§ **Exercise directions**
In the listing below, swap "every instance" for "each instance" from the line containing "Objective — for every instance of the grassy" through the end of the listing, and return only those lines with nothing else changed.

┌─ Material shown

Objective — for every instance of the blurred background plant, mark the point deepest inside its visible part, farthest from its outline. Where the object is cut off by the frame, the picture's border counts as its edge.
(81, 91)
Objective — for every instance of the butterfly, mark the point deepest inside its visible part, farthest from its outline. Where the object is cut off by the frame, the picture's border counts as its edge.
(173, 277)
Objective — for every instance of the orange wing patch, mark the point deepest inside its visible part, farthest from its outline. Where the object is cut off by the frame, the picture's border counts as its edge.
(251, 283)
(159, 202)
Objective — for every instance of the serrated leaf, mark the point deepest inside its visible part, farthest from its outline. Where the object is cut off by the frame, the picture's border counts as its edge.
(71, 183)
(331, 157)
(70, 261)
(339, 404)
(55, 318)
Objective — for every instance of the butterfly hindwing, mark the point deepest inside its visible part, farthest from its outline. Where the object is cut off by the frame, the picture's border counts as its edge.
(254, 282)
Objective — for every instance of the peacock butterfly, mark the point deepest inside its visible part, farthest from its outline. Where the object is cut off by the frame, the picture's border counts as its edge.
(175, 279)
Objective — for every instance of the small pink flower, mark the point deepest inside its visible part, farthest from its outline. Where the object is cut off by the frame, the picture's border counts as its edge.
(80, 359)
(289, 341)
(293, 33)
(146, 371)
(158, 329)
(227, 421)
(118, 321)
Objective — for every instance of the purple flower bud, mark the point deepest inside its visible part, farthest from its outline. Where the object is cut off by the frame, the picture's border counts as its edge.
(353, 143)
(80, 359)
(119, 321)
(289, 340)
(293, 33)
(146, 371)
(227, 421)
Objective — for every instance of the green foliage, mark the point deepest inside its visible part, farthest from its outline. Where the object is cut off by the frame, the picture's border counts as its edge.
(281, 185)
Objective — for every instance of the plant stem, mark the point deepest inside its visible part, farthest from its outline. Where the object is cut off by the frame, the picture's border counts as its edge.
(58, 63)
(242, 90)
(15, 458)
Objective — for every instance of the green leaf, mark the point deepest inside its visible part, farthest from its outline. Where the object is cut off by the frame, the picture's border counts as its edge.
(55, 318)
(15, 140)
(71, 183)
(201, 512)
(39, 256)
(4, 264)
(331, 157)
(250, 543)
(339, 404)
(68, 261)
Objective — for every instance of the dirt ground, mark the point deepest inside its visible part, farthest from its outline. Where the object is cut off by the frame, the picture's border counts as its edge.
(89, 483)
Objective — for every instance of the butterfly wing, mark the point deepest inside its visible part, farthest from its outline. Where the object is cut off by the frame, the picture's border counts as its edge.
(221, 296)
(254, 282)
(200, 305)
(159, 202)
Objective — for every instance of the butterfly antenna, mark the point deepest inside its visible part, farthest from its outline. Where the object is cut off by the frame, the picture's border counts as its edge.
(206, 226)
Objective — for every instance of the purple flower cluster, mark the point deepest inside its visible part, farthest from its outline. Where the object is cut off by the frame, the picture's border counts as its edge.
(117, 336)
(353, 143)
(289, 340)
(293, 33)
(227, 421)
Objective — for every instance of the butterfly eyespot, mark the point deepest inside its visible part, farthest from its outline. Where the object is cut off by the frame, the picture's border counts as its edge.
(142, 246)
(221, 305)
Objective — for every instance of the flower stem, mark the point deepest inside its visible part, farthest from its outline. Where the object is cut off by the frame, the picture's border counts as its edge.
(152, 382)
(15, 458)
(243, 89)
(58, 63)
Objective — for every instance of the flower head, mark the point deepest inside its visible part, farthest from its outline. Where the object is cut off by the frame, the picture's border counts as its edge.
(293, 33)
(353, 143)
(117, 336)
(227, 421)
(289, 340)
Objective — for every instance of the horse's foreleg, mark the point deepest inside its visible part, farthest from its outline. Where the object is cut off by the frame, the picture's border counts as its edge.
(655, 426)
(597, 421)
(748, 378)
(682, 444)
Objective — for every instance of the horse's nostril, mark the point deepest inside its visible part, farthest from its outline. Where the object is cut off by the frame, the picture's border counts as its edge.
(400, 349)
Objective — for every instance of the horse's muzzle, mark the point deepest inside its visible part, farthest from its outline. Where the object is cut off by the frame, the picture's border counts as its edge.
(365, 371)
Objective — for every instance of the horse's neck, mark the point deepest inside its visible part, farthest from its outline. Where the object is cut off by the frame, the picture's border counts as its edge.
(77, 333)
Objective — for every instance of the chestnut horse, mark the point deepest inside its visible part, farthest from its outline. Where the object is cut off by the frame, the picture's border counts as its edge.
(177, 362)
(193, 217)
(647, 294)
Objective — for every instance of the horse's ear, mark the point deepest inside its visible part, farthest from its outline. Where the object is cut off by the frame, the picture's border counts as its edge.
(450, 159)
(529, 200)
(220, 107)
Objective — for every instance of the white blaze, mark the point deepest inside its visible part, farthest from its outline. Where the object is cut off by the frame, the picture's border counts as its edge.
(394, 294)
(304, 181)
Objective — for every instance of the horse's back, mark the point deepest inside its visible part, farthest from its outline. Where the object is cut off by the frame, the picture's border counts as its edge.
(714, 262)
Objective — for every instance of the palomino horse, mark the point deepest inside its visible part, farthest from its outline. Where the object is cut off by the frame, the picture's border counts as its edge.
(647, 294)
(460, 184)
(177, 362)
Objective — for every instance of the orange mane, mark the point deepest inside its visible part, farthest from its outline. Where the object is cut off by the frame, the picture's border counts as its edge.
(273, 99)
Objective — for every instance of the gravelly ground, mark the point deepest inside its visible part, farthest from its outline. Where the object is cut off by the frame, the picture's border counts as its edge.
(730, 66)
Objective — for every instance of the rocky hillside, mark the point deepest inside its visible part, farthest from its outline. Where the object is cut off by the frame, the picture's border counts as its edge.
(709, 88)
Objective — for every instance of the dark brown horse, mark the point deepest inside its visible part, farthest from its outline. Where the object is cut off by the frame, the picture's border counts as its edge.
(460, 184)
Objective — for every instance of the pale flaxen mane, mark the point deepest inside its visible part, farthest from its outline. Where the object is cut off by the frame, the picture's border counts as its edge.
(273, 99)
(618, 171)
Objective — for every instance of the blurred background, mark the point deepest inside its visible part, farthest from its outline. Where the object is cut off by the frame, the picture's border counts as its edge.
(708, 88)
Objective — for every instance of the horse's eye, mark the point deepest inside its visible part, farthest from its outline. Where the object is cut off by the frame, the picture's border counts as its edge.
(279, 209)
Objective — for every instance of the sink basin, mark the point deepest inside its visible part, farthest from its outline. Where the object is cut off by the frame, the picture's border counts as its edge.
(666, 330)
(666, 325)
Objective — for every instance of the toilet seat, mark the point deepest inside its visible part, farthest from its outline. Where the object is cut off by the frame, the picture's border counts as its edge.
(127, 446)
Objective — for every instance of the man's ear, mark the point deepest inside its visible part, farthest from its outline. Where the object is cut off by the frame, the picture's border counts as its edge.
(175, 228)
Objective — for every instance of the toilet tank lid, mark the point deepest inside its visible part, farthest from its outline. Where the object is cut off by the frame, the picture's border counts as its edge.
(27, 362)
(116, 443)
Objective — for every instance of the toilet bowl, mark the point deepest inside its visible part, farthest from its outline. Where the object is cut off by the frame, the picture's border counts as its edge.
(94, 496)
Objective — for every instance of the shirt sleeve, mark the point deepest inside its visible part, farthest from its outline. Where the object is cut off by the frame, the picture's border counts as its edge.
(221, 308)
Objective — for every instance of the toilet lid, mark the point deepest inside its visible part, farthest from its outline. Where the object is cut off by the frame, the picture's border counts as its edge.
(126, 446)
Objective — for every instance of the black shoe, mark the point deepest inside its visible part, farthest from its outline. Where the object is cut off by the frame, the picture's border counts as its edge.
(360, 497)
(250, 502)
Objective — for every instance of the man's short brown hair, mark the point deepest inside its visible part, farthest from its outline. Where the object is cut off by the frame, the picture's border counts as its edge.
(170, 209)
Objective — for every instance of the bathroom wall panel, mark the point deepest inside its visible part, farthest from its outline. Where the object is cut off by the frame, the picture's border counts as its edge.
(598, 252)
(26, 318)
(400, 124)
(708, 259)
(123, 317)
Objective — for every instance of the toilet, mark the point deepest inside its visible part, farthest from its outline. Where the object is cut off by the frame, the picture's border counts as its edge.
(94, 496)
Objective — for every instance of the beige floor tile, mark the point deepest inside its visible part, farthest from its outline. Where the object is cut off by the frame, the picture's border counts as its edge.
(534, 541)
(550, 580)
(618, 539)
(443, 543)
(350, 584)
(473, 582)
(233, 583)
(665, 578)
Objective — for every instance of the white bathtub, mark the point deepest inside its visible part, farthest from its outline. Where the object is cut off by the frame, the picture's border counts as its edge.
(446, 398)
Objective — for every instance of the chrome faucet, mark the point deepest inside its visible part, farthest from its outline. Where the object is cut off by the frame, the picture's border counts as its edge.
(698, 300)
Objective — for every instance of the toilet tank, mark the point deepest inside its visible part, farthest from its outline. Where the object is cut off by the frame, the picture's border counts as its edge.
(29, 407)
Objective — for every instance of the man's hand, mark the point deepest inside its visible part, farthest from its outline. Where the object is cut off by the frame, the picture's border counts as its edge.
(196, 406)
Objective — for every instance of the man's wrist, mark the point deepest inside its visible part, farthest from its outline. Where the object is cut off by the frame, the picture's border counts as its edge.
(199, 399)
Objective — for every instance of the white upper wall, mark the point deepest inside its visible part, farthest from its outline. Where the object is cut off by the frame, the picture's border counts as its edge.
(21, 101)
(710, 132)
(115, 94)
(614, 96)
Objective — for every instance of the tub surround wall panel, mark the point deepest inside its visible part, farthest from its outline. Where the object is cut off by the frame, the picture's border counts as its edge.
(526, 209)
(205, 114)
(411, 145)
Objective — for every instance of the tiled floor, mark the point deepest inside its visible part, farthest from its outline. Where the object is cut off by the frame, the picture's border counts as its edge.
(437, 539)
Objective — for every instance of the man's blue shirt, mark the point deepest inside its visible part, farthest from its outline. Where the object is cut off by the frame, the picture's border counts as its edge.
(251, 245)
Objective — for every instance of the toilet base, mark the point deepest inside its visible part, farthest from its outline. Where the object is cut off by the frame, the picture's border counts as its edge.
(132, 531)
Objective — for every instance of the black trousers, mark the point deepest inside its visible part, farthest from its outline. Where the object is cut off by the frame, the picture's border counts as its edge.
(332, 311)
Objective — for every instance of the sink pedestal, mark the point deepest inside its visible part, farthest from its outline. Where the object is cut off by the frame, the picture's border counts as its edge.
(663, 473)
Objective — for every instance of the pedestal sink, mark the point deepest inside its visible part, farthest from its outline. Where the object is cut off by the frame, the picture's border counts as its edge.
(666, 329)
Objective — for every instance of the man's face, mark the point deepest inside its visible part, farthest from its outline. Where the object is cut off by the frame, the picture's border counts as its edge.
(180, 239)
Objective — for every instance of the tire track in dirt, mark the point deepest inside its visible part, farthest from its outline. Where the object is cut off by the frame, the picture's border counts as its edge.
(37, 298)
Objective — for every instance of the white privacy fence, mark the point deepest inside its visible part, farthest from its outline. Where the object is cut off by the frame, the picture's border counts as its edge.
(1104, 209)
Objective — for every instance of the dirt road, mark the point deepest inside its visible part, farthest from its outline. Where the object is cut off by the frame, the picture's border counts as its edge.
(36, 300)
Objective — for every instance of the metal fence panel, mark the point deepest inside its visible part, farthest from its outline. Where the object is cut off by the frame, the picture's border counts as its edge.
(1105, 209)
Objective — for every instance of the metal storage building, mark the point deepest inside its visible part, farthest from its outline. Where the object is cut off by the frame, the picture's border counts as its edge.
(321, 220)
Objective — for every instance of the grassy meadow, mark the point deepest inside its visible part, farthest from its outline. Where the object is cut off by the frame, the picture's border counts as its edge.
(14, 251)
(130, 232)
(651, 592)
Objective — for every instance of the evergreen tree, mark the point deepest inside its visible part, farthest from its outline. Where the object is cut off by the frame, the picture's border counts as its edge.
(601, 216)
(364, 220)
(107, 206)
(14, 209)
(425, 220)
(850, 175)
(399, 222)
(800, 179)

└─

§ **Answer to the exercise**
Objective — for each instance of the grassy meadow, mark the point deepest inside its visible part, farthest from its outline. Where the object is cut off by the frame, the picture's border counts as its edge.
(14, 251)
(130, 232)
(651, 592)
Objective — for each instance of the evergreen tree, mark the point deepest inside its visible part, farthest from its outline. Where the object is cut off by the frame, the picture's border counts as its edge.
(601, 216)
(364, 220)
(107, 206)
(14, 209)
(425, 220)
(850, 175)
(399, 222)
(800, 179)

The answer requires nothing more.